>> BEGIN Selected passage

Subsequently, the protective film is subject to etching. An etching method is not particularly limited, may be wet etching or dry etching, but is preferably dry etching. Dry etching is advantageous from the viewpoints that a metal wiring at nano level is possible, and gas used can be controlled. In the case of dry etching, there is a concern that damage to the substrate, etc. is relatively large, but from the viewpoint that such damage can be effectively suppressed by using the processing solution according to the present embodiment, dry etching is also desirable in a point that the advantage of the present embodiment can be more effectively reflected.
In the case of dry etching, plasma can be used. Usually, when plasma etching is performed, there is a problem that the substrate is easily damaged, or a problem that plasma etching generates a plasma etching residue and it is necessary to clean it with a processing solution. However, dry etching is also preferable in a point that such problems can be effectively suppressed by using the processing solution according to the present embodiment.
(3) Step of Removing an Impurity from the Substrate by Bringing the Above Processing Solution into Contact with the Substrate, after the Etching
As the step (3), the processing methods (cleaning methods) described above can be used. Thereby, the semiconductor element 100 can be obtained. As necessary, a known post-processing can be performed after the cleaning.

>> END Selected passage
>> BEGIN Data to use

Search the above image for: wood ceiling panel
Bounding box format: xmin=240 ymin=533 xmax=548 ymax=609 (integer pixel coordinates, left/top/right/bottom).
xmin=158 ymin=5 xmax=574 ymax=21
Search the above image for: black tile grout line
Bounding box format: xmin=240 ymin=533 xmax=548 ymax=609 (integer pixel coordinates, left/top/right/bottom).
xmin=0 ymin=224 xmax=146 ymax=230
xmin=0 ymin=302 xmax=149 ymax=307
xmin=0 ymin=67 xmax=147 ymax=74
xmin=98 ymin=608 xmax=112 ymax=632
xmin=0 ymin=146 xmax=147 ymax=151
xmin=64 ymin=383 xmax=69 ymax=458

>> END Data to use

__Tasks for this exercise__.
a: Copy the etching passage word for word, starting at "In the case of dry etching, plasma" and ending at "after the cleaning.".
b: Recast all of the rows from the data collection as a two-column CSV with the headers instruction and response, one line per row. Put each row's text and its answer in a single quoted field, turning any line breaks into spaces.
The passage and the rows were taken from unrelated sources.

__Full answers__.
a:
In the case of dry etching, plasma can be used. Usually, when plasma etching is performed, there is a problem that the substrate is easily damaged, or a problem that plasma etching generates a plasma etching residue and it is necessary to clean it with a processing solution. However, dry etching is also preferable in a point that such problems can be effectively suppressed by using the processing solution according to the present embodiment.
(3) Step of Removing an Impurity from the Substrate by Bringing the Above Processing Solution into Contact with the Substrate, after the Etching
As the step (3), the processing methods (cleaning methods) described above can be used. Thereby, the semiconductor element 100 can be obtained. As necessary, a known post-processing can be performed after the cleaning.

b:
instruction,response
"Search the above image for: wood ceiling panel Bounding box format: xmin=240 ymin=533 xmax=548 ymax=609 (integer pixel coordinates, left/top/right/bottom).","xmin=158 ymin=5 xmax=574 ymax=21"
"Search the above image for: black tile grout line Bounding box format: xmin=240 ymin=533 xmax=548 ymax=609 (integer pixel coordinates, left/top/right/bottom).","xmin=0 ymin=224 xmax=146 ymax=230 xmin=0 ymin=302 xmax=149 ymax=307 xmin=0 ymin=67 xmax=147 ymax=74 xmin=98 ymin=608 xmax=112 ymax=632 xmin=0 ymin=146 xmax=147 ymax=151 xmin=64 ymin=383 xmax=69 ymax=458"